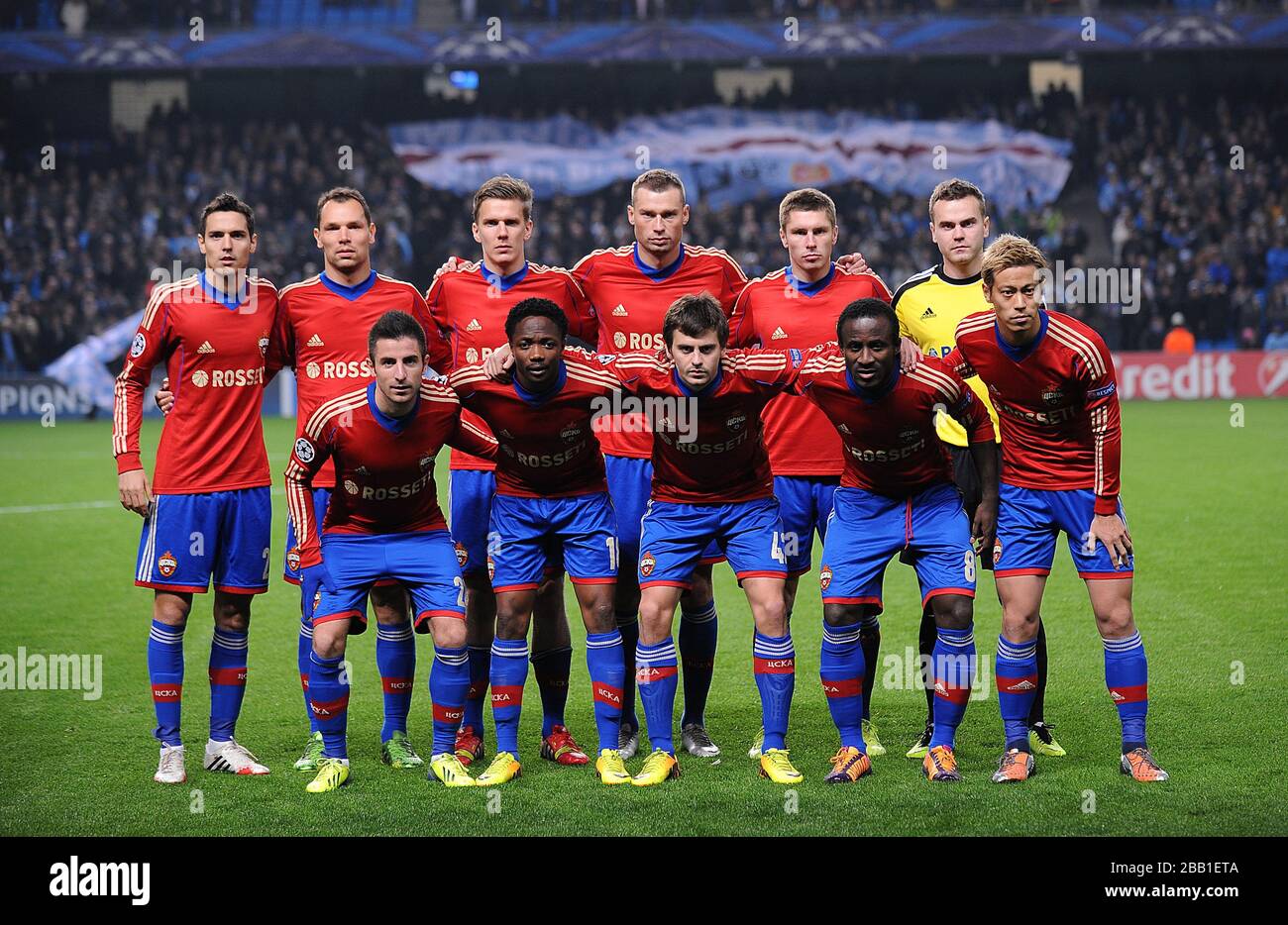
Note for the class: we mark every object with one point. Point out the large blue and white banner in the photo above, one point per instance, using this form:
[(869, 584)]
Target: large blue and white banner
[(729, 154)]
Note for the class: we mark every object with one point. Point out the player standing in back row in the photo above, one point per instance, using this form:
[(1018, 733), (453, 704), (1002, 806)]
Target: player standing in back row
[(930, 305), (207, 512), (1052, 382), (797, 308)]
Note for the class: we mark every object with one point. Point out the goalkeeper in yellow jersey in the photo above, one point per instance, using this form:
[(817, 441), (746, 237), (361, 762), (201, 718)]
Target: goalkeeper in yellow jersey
[(928, 307)]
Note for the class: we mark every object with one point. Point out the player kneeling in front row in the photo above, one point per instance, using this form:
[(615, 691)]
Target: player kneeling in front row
[(550, 492), (897, 493), (382, 522), (1052, 382), (711, 480)]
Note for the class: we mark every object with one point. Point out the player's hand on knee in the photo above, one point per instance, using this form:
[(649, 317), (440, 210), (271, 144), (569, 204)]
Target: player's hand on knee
[(1111, 530), (498, 363), (165, 398), (910, 355), (136, 492), (853, 263)]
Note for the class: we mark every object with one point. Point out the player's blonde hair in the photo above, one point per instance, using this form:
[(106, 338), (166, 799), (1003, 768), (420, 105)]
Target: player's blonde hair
[(505, 187), (953, 189), (658, 182), (1009, 252), (806, 200), (342, 195)]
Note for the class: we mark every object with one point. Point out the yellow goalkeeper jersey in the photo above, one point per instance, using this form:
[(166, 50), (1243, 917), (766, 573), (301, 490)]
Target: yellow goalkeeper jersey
[(930, 305)]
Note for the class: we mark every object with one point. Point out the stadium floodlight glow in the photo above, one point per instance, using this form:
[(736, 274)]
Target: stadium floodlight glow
[(464, 80)]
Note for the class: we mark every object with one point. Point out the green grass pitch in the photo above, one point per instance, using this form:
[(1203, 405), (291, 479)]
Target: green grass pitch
[(1205, 499)]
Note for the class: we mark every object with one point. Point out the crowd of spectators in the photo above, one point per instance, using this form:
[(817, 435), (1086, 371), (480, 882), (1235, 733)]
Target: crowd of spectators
[(81, 244)]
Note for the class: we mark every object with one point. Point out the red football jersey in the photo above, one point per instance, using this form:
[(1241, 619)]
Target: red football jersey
[(1056, 401), (548, 445), (892, 446), (322, 334), (708, 446), (471, 307), (384, 465), (780, 312), (213, 438), (630, 300)]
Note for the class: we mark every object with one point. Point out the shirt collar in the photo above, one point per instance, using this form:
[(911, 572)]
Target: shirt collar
[(351, 292), (542, 397), (810, 289), (505, 282), (390, 424), (656, 273), (1019, 354)]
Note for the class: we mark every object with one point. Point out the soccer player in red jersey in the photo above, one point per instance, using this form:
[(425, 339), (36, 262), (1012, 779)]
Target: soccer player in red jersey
[(550, 491), (897, 493), (1052, 382), (797, 308), (711, 483), (472, 305), (207, 509), (321, 333), (382, 522)]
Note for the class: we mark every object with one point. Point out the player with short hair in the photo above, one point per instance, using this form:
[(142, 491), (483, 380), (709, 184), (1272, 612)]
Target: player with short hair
[(207, 510), (1052, 382), (797, 307), (322, 334), (897, 493), (711, 483), (382, 522), (550, 491), (472, 305), (930, 305)]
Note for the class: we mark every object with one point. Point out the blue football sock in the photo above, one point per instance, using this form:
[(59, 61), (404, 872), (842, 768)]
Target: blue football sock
[(552, 668), (629, 625), (481, 668), (697, 641), (870, 637), (606, 671), (1127, 679), (304, 656), (953, 660), (774, 661), (656, 675), (329, 698), (449, 680), (507, 675), (165, 671), (841, 671), (227, 681), (1017, 671), (395, 660)]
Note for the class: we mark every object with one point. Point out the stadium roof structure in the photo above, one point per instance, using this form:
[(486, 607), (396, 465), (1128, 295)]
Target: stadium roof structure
[(704, 42)]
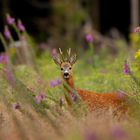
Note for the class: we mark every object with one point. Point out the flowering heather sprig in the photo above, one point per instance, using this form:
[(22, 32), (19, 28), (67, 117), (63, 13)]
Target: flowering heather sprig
[(89, 38), (10, 20), (137, 55), (7, 33), (54, 83), (90, 136), (40, 97), (137, 30), (4, 58), (126, 68), (53, 52), (16, 106), (20, 26)]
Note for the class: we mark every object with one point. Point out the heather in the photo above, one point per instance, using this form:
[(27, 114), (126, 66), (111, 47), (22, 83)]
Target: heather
[(34, 104)]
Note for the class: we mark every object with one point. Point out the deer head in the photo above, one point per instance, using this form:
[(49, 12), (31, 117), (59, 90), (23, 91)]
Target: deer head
[(65, 64)]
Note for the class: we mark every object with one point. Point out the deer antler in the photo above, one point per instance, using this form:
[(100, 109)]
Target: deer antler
[(61, 55), (69, 53)]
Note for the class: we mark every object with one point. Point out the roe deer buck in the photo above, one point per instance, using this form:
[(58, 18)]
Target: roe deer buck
[(92, 99)]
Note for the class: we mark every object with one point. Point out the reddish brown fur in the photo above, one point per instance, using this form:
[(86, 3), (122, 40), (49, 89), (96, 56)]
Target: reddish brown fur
[(92, 99), (99, 100)]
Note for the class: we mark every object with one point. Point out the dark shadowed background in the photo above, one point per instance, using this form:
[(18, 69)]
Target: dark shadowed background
[(46, 18)]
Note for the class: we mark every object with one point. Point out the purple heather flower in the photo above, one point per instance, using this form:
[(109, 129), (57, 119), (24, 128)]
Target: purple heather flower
[(118, 133), (59, 82), (121, 94), (74, 97), (54, 83), (126, 68), (89, 38), (40, 97), (7, 33), (20, 26), (10, 20), (16, 106), (137, 30), (61, 101), (4, 58), (90, 136), (53, 52)]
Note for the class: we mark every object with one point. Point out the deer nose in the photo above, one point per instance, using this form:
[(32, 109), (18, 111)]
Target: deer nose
[(66, 74)]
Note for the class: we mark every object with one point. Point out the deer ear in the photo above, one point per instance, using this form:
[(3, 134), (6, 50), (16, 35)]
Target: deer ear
[(57, 60), (72, 59)]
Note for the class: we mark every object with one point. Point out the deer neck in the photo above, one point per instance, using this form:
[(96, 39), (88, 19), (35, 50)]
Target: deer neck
[(70, 83)]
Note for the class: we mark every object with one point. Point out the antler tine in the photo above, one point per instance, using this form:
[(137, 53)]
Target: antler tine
[(61, 54), (69, 53)]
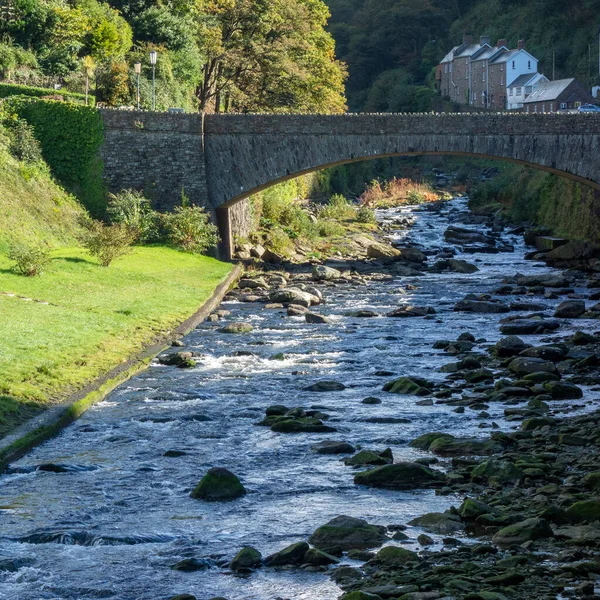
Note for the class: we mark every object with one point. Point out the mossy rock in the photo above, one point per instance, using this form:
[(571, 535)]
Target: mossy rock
[(585, 511), (347, 533), (524, 531), (247, 558), (501, 471), (219, 484), (423, 442), (443, 523), (394, 556), (302, 425), (401, 476), (234, 328), (291, 555), (408, 385)]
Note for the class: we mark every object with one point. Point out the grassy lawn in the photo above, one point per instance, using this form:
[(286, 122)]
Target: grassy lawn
[(79, 319)]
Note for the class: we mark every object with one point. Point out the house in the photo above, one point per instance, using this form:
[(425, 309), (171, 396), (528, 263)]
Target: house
[(480, 75), (554, 96), (522, 87)]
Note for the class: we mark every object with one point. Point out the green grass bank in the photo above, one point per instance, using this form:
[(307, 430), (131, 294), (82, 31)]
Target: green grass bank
[(79, 319)]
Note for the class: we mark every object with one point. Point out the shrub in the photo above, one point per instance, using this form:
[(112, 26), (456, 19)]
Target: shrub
[(338, 208), (132, 209), (189, 229), (29, 261), (23, 145), (366, 215), (107, 242)]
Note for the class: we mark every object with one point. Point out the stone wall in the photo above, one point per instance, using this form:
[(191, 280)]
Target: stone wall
[(158, 153)]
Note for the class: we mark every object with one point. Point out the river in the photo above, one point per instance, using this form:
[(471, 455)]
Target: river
[(111, 526)]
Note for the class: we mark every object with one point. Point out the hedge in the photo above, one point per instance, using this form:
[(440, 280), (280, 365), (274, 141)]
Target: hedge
[(70, 137), (12, 89)]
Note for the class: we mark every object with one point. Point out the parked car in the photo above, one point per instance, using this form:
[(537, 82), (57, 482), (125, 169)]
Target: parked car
[(588, 108)]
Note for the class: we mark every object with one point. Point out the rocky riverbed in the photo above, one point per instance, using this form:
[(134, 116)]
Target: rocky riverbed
[(418, 425)]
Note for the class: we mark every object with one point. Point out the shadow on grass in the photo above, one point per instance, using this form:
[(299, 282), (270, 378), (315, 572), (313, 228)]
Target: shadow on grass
[(15, 411)]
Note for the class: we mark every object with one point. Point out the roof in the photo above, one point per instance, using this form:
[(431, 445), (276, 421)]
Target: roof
[(550, 90), (523, 80), (450, 56)]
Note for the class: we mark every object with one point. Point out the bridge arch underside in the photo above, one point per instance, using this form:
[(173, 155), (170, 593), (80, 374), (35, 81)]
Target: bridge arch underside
[(267, 163)]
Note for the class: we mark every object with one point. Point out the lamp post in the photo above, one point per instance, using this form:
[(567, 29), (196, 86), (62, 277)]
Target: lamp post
[(137, 67), (153, 55)]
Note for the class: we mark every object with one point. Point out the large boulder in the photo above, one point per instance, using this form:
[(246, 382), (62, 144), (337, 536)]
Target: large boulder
[(524, 531), (347, 533), (416, 386), (323, 273), (401, 476), (247, 558), (570, 309), (291, 555), (218, 484), (509, 346), (293, 295), (525, 365)]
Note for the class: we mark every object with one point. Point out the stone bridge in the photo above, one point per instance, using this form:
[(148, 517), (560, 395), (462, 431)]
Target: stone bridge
[(219, 160)]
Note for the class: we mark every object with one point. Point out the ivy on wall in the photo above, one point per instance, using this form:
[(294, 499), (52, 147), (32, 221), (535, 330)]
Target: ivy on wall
[(70, 136), (10, 89)]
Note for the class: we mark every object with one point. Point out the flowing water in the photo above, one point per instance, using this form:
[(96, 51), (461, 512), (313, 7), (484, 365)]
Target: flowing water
[(113, 524)]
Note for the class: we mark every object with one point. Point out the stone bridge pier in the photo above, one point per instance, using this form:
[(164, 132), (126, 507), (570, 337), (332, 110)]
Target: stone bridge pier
[(220, 160)]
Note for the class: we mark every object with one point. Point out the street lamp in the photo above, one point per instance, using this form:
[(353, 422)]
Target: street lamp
[(137, 67), (153, 55)]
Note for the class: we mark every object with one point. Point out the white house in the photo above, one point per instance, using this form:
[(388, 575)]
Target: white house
[(521, 88)]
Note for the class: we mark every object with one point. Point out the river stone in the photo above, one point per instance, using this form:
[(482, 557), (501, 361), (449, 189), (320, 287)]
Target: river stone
[(586, 511), (401, 476), (301, 425), (480, 306), (408, 385), (524, 531), (379, 250), (333, 447), (394, 556), (325, 386), (525, 365), (291, 555), (442, 523), (181, 360), (412, 311), (247, 558), (217, 485), (509, 346), (424, 441), (444, 446), (323, 273), (500, 471), (293, 296), (237, 328), (370, 457), (315, 318), (347, 533), (570, 309), (562, 390)]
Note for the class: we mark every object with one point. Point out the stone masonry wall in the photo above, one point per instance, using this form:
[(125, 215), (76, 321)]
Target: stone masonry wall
[(158, 153)]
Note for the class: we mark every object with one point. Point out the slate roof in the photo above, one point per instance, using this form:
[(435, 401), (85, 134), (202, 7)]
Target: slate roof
[(550, 90)]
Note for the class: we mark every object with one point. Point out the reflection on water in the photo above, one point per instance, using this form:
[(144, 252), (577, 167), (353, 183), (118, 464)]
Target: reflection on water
[(112, 531)]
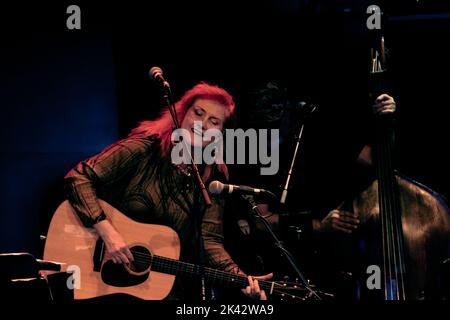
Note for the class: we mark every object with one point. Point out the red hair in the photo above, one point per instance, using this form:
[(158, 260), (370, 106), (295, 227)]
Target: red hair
[(163, 125)]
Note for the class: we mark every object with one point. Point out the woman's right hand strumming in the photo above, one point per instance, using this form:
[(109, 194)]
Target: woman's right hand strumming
[(115, 245)]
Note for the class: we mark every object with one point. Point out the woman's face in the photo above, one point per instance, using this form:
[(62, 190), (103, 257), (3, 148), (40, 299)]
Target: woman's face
[(206, 114)]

· · ·

Copy the records from their start through the line containing "[(729, 154)]", including that line and the requests. Multiply every point coordinate in the answers by 0.75 and round to whole numbers, with halves rounding up, and leave the pictures out.

■ **WRITTEN ANSWER**:
Note for the class: we mark every object with one point. Point out the large blue and white banner in the photo above, one point per instance, using this form:
[(869, 584)]
Target: large blue and white banner
[(547, 116)]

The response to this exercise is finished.